Recorded data:
Start of Block

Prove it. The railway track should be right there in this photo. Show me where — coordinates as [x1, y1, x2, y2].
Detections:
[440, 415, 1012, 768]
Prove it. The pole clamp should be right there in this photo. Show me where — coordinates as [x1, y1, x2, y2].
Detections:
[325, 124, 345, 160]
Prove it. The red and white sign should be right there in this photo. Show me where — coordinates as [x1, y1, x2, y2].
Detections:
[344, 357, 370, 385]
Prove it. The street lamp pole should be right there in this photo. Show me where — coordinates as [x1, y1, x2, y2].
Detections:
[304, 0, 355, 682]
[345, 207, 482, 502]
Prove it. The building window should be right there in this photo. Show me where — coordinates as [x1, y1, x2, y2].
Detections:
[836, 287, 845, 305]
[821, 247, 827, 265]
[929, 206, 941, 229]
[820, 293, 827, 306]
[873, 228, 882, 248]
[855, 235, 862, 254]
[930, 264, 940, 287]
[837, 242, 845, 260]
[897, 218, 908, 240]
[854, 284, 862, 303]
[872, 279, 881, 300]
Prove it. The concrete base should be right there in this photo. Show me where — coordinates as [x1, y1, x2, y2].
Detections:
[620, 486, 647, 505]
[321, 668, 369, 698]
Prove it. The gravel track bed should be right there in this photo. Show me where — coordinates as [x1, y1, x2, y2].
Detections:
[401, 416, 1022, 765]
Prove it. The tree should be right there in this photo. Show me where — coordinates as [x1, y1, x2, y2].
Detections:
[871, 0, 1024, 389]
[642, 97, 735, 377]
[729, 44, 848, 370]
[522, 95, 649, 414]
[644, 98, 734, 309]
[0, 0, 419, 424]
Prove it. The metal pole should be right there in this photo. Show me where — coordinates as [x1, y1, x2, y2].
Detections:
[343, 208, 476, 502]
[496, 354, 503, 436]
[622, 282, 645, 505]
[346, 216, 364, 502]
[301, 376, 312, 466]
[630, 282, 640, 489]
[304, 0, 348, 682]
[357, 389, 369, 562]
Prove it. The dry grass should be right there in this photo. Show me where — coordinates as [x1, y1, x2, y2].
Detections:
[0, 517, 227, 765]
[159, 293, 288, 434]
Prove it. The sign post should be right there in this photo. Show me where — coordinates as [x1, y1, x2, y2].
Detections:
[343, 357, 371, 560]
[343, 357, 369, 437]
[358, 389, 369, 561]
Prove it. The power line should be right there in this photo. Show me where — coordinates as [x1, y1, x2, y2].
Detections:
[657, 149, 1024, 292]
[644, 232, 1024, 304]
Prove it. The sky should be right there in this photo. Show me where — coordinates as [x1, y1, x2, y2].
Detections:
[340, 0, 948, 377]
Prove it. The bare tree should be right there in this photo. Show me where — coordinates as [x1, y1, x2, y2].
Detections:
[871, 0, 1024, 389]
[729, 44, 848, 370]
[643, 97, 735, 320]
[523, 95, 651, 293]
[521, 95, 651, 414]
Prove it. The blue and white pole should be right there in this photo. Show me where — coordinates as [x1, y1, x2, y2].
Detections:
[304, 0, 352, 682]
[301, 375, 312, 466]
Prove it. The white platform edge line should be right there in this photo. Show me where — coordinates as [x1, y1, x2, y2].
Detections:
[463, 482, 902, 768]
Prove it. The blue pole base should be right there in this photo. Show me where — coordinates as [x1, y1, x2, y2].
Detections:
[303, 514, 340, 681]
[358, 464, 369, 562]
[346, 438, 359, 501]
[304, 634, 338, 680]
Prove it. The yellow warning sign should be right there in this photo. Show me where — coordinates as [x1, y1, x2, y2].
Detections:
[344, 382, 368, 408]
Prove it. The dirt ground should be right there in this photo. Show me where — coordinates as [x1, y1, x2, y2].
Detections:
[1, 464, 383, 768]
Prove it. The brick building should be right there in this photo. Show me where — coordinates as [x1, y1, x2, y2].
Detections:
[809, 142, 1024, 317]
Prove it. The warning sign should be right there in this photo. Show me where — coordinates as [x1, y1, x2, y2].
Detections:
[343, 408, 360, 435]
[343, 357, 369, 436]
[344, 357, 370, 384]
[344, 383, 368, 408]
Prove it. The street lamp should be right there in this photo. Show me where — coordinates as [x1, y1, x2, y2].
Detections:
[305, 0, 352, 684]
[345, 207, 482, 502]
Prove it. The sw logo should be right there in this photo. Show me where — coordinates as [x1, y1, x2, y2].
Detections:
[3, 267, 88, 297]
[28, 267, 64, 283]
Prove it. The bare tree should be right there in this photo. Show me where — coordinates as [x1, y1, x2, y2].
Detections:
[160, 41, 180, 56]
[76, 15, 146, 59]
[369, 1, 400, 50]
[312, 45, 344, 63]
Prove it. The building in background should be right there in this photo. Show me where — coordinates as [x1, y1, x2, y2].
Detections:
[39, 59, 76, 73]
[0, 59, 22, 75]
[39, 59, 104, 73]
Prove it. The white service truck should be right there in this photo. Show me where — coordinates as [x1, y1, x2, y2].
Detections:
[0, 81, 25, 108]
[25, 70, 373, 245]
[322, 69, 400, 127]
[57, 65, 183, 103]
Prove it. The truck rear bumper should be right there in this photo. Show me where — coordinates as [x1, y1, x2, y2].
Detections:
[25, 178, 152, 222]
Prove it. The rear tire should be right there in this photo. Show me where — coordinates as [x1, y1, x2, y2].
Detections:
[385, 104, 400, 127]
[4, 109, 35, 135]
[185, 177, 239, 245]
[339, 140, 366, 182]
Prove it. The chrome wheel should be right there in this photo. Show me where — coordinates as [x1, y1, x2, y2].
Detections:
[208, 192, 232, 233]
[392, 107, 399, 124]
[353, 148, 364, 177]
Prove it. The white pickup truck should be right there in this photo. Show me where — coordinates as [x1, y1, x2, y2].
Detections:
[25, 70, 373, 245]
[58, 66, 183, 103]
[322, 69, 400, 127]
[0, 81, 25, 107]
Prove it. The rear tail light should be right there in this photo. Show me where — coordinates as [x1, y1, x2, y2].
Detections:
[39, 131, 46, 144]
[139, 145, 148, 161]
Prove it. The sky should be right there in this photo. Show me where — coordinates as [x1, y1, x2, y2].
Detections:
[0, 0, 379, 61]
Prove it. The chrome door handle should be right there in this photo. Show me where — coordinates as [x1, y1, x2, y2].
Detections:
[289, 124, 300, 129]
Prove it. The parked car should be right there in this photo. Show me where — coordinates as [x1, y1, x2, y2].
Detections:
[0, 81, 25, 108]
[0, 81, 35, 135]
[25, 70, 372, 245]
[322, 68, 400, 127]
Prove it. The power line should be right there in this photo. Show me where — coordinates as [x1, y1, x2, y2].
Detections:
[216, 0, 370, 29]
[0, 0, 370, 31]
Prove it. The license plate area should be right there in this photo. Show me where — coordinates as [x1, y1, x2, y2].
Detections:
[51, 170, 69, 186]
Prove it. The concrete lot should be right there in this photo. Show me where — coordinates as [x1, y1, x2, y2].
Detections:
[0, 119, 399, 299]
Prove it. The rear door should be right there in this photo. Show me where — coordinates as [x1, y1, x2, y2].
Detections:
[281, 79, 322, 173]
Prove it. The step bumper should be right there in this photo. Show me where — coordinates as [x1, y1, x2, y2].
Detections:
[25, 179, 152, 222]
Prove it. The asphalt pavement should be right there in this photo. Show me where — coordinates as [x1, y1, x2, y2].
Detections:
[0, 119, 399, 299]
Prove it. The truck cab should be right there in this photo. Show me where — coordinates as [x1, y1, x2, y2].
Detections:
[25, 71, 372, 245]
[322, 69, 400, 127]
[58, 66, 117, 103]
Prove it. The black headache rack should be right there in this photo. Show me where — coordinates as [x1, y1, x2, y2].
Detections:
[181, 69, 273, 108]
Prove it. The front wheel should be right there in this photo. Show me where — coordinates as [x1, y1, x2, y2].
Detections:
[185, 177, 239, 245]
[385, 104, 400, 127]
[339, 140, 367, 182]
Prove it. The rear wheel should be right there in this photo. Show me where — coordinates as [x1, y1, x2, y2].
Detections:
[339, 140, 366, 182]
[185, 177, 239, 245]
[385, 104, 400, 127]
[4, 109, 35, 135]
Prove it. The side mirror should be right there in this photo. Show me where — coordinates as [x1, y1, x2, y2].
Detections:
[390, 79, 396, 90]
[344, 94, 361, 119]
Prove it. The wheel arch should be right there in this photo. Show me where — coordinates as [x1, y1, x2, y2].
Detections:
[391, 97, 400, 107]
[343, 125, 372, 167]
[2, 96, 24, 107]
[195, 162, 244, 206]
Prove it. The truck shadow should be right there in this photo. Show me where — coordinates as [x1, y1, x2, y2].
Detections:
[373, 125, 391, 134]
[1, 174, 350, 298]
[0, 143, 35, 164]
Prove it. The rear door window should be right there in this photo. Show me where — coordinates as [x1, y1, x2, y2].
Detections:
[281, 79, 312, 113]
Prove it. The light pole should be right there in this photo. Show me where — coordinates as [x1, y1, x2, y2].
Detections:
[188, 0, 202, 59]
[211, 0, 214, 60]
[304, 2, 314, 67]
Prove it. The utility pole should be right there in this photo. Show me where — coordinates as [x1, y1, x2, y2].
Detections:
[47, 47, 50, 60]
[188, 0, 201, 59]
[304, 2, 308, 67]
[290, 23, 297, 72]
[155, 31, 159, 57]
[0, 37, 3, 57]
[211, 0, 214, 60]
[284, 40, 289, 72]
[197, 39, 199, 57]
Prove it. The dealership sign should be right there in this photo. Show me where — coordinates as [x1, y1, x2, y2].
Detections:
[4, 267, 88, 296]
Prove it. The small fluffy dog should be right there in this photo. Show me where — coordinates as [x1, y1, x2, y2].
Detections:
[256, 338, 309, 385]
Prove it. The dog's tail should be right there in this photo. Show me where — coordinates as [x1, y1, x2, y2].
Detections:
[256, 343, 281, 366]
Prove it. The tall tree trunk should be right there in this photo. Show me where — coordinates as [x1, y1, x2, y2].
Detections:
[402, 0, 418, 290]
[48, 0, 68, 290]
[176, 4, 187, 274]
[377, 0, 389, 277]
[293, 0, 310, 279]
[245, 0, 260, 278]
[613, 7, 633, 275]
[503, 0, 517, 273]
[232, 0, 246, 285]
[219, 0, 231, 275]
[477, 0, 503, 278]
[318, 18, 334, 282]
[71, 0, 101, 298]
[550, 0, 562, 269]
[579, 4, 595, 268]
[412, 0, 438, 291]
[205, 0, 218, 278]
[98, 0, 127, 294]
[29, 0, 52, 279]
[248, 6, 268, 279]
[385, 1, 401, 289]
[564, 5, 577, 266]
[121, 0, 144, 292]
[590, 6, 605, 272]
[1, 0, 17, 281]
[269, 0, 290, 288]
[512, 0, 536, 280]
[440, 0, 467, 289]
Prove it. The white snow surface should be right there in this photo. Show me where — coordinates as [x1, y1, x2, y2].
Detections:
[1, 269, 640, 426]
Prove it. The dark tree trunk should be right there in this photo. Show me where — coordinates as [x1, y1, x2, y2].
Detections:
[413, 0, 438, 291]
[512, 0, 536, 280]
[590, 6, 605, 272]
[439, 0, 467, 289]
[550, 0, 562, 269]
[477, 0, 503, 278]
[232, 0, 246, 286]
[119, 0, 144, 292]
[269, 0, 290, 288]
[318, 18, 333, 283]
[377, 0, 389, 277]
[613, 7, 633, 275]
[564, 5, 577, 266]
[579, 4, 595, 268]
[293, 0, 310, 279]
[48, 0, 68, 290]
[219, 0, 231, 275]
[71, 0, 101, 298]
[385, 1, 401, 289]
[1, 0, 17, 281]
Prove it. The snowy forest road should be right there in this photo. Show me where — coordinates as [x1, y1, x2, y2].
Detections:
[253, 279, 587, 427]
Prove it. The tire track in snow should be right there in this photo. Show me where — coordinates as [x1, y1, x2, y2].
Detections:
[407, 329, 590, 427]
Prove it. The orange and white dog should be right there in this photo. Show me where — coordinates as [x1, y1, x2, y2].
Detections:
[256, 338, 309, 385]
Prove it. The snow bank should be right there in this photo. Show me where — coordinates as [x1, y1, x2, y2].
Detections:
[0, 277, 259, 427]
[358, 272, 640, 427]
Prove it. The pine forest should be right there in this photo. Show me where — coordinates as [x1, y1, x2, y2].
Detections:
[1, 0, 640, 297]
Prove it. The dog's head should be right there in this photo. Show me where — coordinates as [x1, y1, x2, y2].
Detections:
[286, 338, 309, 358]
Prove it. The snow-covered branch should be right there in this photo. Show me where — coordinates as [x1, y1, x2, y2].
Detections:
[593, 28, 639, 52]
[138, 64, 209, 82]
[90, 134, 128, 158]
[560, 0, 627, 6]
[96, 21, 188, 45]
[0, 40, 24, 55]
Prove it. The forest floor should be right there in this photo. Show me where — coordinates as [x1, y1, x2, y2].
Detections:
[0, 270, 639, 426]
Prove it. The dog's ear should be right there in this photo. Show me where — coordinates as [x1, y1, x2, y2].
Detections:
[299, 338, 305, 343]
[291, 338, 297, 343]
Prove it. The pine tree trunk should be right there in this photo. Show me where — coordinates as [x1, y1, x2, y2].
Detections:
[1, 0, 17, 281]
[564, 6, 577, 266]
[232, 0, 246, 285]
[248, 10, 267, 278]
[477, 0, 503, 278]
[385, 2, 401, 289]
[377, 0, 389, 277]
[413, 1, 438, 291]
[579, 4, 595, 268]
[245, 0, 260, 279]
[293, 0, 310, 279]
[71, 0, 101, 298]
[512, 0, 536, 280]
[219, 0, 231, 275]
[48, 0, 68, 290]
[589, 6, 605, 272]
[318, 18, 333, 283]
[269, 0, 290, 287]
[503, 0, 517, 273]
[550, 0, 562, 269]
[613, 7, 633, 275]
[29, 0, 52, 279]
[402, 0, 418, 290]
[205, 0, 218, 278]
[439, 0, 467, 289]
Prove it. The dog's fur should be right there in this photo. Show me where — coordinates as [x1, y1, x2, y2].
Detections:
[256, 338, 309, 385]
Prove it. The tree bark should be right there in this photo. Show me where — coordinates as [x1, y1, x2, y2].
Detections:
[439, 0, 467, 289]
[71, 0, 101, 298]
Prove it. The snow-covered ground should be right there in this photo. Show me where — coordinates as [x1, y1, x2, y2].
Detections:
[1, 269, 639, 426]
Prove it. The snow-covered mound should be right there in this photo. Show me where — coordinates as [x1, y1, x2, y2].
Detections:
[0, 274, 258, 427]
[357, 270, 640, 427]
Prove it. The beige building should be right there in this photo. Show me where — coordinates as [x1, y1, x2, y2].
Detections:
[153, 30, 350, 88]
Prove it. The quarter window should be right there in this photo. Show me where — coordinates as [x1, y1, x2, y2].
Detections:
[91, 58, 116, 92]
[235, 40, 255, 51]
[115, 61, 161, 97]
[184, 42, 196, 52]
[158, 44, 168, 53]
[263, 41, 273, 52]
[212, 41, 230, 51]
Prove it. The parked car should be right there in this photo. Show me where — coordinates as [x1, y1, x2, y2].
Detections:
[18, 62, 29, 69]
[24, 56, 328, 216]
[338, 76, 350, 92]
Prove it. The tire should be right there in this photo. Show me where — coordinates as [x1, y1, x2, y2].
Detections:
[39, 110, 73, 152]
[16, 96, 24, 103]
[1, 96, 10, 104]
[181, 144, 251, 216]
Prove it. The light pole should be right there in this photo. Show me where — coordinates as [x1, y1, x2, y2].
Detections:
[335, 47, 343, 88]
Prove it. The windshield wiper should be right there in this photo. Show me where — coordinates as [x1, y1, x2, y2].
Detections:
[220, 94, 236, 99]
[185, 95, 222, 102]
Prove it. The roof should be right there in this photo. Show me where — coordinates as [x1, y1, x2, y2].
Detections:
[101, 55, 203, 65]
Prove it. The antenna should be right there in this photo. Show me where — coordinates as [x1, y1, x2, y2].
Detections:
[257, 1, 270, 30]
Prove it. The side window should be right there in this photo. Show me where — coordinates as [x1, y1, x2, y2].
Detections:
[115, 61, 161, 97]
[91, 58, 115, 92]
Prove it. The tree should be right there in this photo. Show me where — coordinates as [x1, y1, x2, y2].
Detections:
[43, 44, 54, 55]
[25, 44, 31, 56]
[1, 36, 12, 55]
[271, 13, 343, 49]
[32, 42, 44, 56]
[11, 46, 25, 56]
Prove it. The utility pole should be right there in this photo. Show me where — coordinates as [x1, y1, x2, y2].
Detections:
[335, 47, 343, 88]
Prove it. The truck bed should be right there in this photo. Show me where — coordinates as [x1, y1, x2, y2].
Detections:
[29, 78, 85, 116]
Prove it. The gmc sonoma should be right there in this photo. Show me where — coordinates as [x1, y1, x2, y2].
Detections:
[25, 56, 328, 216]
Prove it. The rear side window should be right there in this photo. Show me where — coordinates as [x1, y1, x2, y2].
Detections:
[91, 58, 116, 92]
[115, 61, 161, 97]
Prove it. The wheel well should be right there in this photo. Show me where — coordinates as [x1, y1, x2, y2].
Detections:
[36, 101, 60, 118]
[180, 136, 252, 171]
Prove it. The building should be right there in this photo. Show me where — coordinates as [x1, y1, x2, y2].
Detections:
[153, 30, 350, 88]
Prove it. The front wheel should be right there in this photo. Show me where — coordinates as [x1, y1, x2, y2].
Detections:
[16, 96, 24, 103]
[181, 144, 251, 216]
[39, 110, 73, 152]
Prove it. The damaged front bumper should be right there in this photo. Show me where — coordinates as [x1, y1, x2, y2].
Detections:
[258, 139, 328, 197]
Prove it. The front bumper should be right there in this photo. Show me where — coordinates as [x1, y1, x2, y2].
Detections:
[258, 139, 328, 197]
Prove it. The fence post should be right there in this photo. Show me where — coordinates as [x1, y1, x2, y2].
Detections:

End of Block

**WORK INSTRUCTIONS:**
Copy out every line from the data above that has "blue" in it.

**EXERCISE SOLUTION:**
Prove it. The blue and white pole should be right there in this photo. Show me where — coordinates as [x1, y1, x2, y2].
Prove it. The blue pole base should be right there in this photo. Show me where — coordinates as [x1, y1, x2, y2].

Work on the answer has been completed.